= SELECTED PASSAGE =
BEGIN
The following describes a situation where the Illumina TruSeq kit was used to obtain stranded paired-end RNASeq data genereted from cDNA molecules.

Mapping the RNASeq reads to the reference sequence

Since sequencing was done using the TruSeq kit, the Tophat --library-type parameter must be set to fr-firststrand. Also, the reverse read file (R2.fastq.gz) is passed into Tophat before the forward read file (R1.fastq.gz). This is according to the INFBIO9120 tutorial, which states:

Please note that we are providing R2 files first and R1 reads last, although the Tophat2 documentation says we should provide R1 first and R2 second. We do this because the protocol used to produce these data sequence the cDNA, and by switching R1 and R2 we will provide the correct strand orientation to the aligner.

The command to execute thus becomes:

tophat -o /path/to/outputFolder --library-type fr-firststrand --GTF /path/to/annotation.gtf /path/to/referenceSequenceBowtieIndex /path/to/R2.fastq.gz /path/to/R1.fastq.gz > /path/to/log.txt

Visualizing the mapped reads

Even though not strictly required, is is a good idea to visualize the mapped reads, so as to better understand the subsequent steps. In this example, the ordering of the read pairs along the reference sequence determines which strand the seuqenced fragment originated from. For genes on the sense strand (i.e. for genes on the "+" strand, with their 5' ends left and their 3' ends right), the forward read (R1) is the first (left-most) read of the read pair. In Tablet, this is visualized with the "green" R1 reads coming before the "blue" R2 reads (of the same read pair):

Tablet stranded reads.jpg

(In IGV, the read ordering will be designated as "F1R2"). The R1 reads will be identical to the reference sequence; the R2 reads will be the reverse-complement of the reference sequence. For genes on the anti-sense strand (the "-" strand), the read ordering will be the opposite. In Tablet, the "blue" R2 read of a given read pair will come before (i.e. be situated left of) the "green" R1 read. (In IGV, the read ordering will be designated as "F2R1").

Counting reads

Using R and the summarizeOverlaps function

If using R, the "summarizeOverlaps" method (used in the INFBIO9120 tutorial) will now give correct read counts. This can be verified as follows:

Using Tablet (or IGV), identify a region with only a few reads, where all the read pairs are present in the same orientation (i.e. transcription is only seen for one strand). Create a test annotation file that spans this region. In the following gff3 example, replace the <ContigName> with the name of the contig containing the selected region, and <from> and <to> with the numeric coordiantes defining the region:

<ContigName> testSource mRNA <from> <to> . + . ID=ID1;Parent=ID1;Name=ID1

<ContigName> testSource exon <from> <to> . + . Parent=ID1

(Use Tablet to make sure the annotation is created correctly)

The following R code will count the reads contained in the defined region:

library(ShortRead)

library(rtracklayer)

aln <- readGAlignmentPairsFromBam('/path/to/BAMfile.bam', use.names=T)

genes<-import('/path/to/testAnnotationFile.gff3', asRangedData=FALSE)

splitgenes<-split(genes,genes$ID)

genehits<-summarizeOverlaps(splitgenes,aln,mode="Union",singleEnd=FALSE, ignore.strand=FALSE)

counts<-assays(genehits)$counts

counts

This will print the number of reads (of rather, number of fragments) that map to the defined region (it will be zero if the reads stem from the anti-sense strand - the test annotation was created for the "+" strand).

Using HTSeq-count

If using the HTSeq-count python program for read counting, the --stranded parameter must be set to "yes" to count the stranded data in our example correctly. Alternatively, Tophat can be used with the R1 reads before the R2 reads, followed by import into HTSeq-count using the --stranded=reverse parameter (this seems to be the standard way of using HTSeq, according to the creators of HTSeq).
END
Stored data
BEGIN
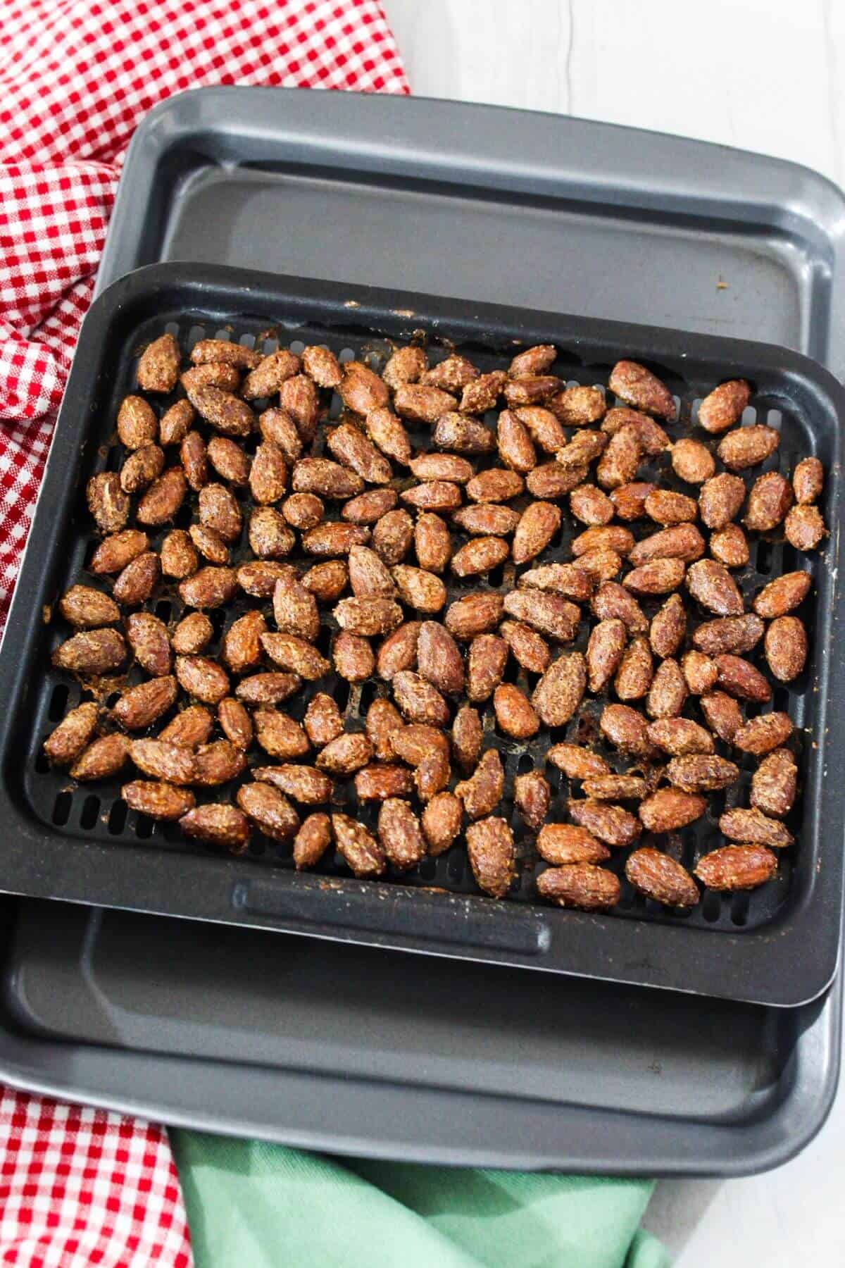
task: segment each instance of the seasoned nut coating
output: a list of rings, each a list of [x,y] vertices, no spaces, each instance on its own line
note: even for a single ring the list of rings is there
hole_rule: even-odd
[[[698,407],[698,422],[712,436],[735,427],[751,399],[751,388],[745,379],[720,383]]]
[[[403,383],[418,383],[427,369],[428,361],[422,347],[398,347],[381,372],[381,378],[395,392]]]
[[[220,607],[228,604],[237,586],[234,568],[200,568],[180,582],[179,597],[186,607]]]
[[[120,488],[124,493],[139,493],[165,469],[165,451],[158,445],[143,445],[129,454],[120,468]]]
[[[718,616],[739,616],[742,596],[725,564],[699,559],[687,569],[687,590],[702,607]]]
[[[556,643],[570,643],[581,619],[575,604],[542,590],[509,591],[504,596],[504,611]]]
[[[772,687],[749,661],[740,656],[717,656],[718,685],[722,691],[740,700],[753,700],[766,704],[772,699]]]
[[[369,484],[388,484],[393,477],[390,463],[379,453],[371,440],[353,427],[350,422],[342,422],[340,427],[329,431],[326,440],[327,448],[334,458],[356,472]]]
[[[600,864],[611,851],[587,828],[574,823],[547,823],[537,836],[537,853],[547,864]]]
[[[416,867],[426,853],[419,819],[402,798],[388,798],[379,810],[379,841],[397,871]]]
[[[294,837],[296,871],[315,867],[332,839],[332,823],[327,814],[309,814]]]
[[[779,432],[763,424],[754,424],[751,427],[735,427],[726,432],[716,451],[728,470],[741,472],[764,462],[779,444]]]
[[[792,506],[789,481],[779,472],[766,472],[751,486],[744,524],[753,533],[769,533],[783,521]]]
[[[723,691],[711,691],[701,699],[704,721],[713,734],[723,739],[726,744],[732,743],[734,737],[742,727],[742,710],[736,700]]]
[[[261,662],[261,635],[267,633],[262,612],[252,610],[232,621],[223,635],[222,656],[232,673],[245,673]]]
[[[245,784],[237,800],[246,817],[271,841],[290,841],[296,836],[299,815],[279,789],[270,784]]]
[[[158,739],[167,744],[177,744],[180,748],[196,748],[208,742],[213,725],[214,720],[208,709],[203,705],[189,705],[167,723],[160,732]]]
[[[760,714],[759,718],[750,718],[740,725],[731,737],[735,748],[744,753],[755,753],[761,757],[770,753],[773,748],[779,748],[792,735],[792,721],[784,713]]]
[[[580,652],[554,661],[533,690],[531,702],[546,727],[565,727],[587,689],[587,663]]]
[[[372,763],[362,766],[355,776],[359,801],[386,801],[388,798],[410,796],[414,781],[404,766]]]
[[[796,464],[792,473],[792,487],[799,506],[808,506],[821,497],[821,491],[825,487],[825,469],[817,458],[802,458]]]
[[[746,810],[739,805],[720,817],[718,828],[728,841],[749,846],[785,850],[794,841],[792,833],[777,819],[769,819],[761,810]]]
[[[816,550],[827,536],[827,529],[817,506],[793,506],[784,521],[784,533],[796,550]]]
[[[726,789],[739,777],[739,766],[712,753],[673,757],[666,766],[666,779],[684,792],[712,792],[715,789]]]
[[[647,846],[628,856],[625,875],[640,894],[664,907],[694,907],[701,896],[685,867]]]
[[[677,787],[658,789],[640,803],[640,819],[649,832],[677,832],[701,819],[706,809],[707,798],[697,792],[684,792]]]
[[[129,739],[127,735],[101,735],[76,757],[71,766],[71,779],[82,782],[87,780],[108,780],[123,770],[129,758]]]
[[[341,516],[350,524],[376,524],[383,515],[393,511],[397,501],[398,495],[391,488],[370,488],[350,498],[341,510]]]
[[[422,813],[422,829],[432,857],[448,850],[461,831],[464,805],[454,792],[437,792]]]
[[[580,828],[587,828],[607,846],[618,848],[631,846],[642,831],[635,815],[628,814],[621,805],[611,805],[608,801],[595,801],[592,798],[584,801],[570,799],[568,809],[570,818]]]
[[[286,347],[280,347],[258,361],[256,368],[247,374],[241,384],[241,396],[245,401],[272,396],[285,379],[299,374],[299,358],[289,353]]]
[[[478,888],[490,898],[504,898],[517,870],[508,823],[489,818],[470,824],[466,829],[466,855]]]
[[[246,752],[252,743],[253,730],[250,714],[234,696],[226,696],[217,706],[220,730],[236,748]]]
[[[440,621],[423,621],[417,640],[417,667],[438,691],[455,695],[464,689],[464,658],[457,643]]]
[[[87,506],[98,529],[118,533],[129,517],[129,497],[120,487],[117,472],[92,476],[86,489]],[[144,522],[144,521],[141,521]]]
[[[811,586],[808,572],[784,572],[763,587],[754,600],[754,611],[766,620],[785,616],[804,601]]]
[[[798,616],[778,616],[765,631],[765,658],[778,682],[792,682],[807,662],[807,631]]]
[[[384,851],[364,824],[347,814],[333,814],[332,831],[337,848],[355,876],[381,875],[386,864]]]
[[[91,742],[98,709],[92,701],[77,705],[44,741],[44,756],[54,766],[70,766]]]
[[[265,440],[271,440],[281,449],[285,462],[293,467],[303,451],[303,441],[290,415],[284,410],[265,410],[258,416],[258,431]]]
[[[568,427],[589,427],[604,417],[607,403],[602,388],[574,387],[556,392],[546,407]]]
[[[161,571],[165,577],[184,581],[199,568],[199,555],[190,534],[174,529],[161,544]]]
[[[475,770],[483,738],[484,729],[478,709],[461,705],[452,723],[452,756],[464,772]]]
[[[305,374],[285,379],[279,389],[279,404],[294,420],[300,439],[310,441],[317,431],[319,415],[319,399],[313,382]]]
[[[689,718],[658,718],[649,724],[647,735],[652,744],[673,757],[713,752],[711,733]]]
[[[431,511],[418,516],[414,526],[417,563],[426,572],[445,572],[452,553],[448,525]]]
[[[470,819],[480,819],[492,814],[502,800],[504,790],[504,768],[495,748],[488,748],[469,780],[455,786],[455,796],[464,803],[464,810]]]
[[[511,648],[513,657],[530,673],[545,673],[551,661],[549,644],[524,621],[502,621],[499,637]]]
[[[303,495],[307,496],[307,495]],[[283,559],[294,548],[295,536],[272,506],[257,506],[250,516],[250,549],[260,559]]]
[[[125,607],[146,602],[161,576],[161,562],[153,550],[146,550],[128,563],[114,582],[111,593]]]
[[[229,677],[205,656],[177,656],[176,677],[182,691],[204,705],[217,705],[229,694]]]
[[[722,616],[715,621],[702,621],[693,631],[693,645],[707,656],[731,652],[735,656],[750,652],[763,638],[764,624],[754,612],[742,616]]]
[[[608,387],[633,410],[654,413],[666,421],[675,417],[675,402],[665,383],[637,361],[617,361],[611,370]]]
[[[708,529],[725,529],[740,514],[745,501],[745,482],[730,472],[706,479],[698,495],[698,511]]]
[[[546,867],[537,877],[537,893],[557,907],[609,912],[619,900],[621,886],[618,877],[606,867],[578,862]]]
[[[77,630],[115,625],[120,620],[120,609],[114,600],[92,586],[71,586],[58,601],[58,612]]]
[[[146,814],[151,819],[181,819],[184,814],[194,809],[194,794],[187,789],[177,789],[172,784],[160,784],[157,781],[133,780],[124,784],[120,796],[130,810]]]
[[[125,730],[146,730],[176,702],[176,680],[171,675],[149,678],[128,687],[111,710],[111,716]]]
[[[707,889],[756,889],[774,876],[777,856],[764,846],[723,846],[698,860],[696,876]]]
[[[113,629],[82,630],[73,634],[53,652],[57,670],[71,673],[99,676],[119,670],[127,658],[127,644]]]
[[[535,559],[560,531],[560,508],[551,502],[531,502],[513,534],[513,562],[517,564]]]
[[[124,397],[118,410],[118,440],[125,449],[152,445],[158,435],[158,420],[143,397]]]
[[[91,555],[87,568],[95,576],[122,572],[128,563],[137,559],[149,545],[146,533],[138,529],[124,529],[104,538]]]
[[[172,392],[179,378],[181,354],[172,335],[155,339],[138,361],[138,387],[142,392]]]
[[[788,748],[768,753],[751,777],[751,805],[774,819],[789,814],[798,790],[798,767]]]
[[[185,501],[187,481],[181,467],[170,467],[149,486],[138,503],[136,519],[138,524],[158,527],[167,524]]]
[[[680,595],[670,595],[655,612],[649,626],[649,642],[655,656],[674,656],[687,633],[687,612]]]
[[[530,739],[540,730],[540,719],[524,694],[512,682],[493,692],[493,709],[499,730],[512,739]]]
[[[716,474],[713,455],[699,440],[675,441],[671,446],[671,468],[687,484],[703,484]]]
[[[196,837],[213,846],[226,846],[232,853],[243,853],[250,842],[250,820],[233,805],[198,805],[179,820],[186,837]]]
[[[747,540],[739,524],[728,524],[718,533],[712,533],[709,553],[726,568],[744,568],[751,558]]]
END
BEGIN
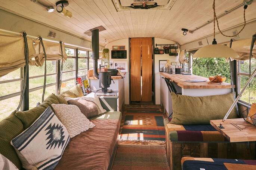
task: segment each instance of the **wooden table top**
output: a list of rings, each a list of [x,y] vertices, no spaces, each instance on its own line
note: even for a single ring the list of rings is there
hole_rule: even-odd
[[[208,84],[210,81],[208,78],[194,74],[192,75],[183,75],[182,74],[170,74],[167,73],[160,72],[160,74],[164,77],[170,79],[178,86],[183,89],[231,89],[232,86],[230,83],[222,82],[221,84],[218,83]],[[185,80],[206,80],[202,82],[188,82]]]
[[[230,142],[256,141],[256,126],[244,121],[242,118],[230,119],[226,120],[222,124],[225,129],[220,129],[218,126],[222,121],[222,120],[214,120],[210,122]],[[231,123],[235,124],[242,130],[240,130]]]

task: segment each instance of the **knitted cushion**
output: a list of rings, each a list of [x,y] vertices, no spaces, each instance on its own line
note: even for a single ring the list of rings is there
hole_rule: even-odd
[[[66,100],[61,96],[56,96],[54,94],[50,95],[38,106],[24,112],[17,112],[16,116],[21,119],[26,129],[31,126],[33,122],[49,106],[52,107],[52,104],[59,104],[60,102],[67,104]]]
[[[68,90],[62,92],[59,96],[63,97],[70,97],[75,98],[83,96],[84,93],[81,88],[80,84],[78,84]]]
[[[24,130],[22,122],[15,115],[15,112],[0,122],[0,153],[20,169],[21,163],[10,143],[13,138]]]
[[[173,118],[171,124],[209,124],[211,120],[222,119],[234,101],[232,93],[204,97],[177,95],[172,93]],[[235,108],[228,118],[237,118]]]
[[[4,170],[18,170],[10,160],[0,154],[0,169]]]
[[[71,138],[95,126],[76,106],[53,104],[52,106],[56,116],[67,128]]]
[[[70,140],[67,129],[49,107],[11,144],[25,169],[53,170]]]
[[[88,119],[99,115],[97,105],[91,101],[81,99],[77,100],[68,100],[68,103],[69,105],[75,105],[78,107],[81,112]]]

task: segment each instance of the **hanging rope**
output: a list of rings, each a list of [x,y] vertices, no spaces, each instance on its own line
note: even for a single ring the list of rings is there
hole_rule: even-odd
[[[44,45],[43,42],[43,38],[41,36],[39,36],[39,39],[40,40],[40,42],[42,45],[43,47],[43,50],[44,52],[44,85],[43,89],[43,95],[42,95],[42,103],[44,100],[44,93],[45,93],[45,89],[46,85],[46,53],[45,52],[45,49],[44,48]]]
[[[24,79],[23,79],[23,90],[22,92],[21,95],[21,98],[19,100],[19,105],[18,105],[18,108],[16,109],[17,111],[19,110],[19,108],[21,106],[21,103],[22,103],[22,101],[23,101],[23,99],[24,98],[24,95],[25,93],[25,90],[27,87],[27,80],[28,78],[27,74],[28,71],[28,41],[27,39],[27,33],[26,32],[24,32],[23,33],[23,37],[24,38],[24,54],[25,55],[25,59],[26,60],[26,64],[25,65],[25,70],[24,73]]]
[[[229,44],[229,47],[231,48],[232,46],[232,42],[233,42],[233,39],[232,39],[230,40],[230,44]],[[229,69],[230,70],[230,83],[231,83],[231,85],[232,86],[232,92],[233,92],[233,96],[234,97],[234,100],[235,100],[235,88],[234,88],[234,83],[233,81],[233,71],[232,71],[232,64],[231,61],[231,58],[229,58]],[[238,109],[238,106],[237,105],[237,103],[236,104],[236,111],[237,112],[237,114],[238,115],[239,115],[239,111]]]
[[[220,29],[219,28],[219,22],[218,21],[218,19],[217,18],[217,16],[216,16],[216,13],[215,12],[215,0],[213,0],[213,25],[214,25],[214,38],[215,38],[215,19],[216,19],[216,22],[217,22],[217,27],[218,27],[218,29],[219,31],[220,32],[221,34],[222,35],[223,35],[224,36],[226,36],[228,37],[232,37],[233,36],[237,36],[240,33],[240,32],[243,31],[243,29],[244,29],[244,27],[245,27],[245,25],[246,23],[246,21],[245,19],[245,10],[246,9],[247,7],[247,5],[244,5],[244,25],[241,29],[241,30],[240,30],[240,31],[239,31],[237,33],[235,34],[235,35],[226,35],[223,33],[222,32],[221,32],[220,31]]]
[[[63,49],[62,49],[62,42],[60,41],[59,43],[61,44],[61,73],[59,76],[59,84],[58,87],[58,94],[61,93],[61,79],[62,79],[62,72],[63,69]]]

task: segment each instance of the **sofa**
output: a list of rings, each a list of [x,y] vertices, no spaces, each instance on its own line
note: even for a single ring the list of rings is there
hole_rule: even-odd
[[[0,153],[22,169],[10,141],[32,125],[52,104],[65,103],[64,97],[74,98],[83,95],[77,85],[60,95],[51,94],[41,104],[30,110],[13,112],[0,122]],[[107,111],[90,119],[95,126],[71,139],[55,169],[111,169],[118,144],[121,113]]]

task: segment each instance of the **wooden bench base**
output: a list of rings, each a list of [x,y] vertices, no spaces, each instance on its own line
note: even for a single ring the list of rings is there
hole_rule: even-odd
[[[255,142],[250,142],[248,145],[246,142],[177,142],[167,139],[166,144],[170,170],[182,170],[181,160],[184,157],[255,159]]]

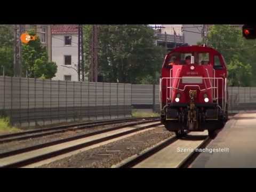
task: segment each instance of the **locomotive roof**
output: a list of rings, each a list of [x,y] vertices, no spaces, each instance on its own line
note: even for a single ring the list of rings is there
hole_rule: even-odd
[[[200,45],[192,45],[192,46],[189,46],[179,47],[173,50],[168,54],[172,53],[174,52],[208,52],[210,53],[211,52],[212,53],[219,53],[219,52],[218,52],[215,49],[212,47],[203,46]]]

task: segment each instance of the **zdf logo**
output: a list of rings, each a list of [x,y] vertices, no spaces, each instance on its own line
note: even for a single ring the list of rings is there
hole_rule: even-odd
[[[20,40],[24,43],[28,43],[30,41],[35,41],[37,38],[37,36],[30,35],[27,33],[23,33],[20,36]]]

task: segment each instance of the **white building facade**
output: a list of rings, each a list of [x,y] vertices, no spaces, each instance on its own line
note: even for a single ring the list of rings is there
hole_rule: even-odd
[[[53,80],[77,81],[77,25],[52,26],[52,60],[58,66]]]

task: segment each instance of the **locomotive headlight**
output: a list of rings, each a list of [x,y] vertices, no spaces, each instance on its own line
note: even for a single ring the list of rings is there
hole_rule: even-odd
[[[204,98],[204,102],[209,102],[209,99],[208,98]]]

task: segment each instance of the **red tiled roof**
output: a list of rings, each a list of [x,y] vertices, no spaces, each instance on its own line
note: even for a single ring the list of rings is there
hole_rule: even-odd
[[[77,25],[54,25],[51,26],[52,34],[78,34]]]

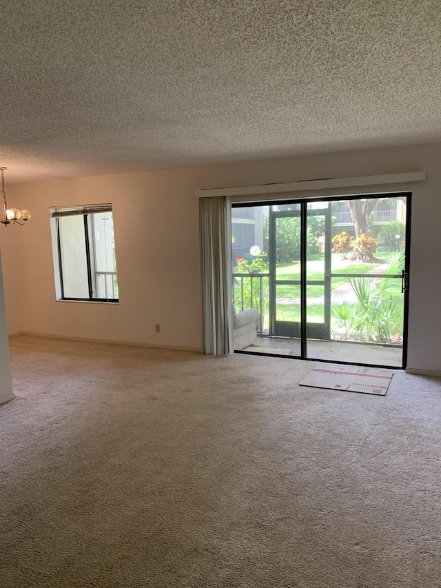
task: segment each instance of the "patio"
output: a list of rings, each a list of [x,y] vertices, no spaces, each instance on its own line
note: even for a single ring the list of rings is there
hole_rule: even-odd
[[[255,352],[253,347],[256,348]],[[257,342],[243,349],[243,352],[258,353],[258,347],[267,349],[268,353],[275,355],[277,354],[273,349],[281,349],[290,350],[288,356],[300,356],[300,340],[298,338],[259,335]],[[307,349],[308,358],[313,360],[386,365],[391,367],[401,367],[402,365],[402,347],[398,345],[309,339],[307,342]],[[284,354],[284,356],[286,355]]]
END
BEGIN
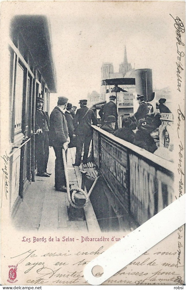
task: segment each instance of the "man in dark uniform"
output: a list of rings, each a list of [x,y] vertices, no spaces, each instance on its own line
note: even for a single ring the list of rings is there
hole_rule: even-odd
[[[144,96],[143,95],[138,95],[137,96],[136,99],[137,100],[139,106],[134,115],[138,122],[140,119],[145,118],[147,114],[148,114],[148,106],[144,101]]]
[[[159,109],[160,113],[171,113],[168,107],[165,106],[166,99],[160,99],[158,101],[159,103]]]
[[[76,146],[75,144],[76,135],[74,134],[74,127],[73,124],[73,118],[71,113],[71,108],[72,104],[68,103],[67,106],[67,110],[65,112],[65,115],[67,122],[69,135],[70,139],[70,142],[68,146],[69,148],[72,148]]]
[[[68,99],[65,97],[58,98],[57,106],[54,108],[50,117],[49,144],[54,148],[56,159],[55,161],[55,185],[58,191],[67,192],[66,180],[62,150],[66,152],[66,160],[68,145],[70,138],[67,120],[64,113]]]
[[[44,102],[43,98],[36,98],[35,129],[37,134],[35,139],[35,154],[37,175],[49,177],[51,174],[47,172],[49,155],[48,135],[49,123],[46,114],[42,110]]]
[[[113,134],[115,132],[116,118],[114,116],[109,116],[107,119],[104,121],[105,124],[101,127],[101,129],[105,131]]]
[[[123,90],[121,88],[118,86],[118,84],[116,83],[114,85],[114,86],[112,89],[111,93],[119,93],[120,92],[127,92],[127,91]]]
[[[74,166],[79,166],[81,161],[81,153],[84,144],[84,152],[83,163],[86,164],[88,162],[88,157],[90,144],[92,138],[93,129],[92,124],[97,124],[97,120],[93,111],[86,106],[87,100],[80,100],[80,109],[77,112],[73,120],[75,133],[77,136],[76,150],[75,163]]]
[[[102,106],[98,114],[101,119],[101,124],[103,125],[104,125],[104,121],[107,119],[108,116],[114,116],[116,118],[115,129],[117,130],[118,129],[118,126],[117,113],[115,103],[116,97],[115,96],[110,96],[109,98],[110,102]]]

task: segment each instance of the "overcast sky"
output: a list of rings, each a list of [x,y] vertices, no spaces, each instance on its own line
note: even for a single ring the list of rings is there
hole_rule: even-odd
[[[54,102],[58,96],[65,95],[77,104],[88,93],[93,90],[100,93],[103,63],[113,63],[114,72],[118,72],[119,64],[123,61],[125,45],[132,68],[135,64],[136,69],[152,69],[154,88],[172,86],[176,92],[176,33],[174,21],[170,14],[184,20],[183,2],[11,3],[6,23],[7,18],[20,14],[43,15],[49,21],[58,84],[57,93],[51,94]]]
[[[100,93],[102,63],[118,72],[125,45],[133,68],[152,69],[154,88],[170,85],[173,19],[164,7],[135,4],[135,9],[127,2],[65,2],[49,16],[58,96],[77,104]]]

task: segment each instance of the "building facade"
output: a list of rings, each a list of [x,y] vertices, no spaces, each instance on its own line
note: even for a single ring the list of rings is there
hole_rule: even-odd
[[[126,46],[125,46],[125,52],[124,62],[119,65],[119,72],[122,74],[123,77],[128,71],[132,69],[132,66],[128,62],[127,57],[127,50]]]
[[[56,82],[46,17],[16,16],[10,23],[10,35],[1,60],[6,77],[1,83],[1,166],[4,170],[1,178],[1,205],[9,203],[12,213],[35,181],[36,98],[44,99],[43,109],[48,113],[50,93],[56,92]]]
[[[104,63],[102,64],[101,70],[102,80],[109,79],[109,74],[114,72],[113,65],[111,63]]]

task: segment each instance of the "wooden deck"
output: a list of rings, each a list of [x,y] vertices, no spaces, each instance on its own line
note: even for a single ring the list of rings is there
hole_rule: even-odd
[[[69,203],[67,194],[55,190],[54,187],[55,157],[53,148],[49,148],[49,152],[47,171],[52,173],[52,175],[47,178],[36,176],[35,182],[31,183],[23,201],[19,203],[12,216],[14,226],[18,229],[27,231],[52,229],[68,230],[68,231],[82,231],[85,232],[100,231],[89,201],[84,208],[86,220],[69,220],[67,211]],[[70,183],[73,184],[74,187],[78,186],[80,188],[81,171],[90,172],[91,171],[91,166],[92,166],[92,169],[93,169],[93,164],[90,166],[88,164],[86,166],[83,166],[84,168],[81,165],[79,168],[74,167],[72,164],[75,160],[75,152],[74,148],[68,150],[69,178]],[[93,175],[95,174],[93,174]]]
END
From the notes on stranded RNASeq data, set down word for word the stretch starting at "<ContigName> testSource mRNA" and ending at "is created correctly)".

= ANSWER BELOW =
<ContigName> testSource mRNA <from> <to> . + . ID=ID1;Parent=ID1;Name=ID1

<ContigName> testSource exon <from> <to> . + . Parent=ID1

(Use Tablet to make sure the annotation is created correctly)